— Data supplied —
----

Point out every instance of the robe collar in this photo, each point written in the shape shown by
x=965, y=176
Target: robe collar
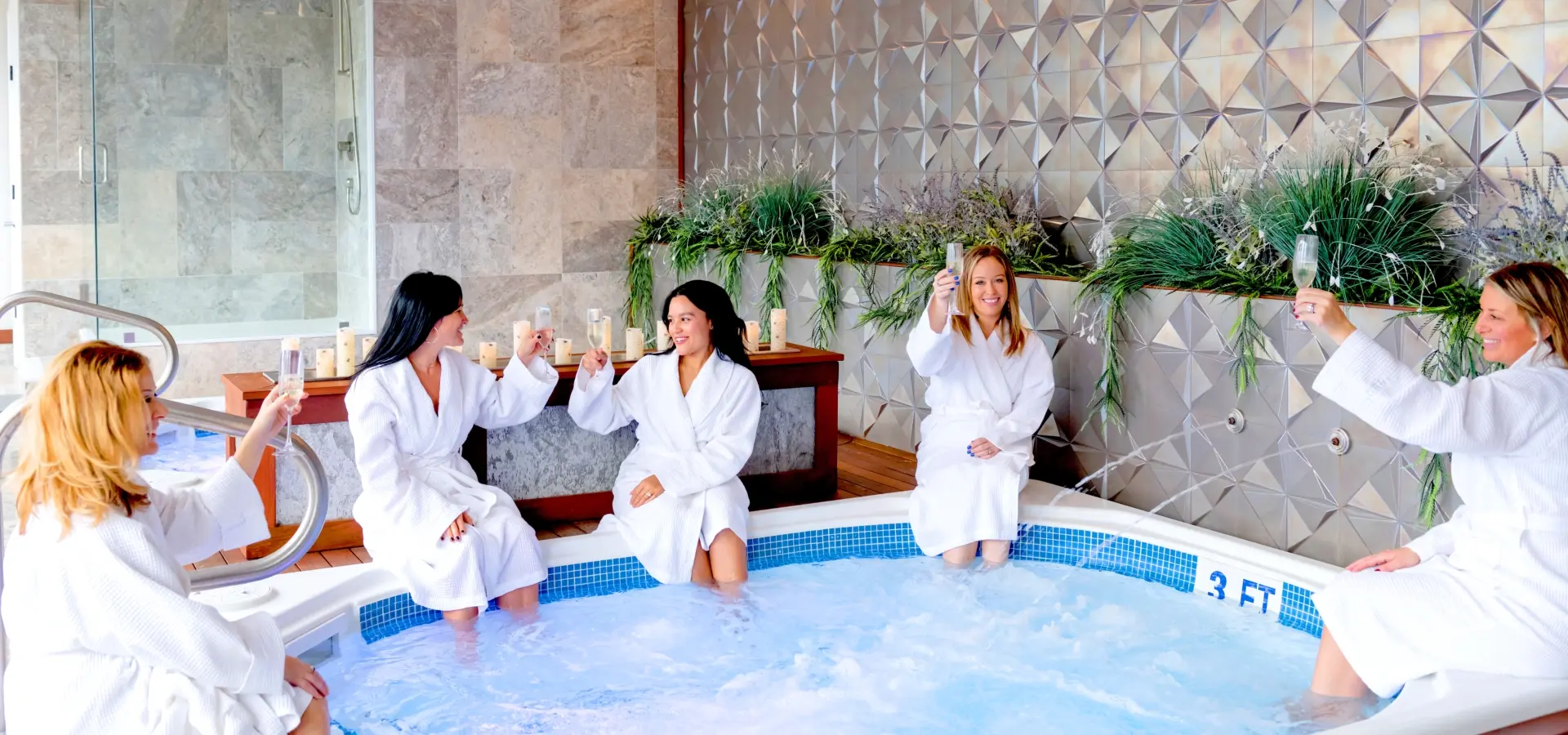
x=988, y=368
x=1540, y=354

----

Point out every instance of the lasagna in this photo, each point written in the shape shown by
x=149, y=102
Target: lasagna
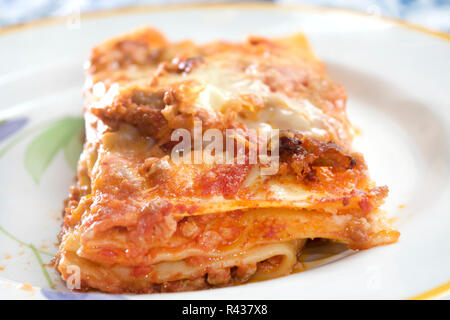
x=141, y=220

----

Answer only with the count of lines in the records that include the string "photo".

— Task response —
2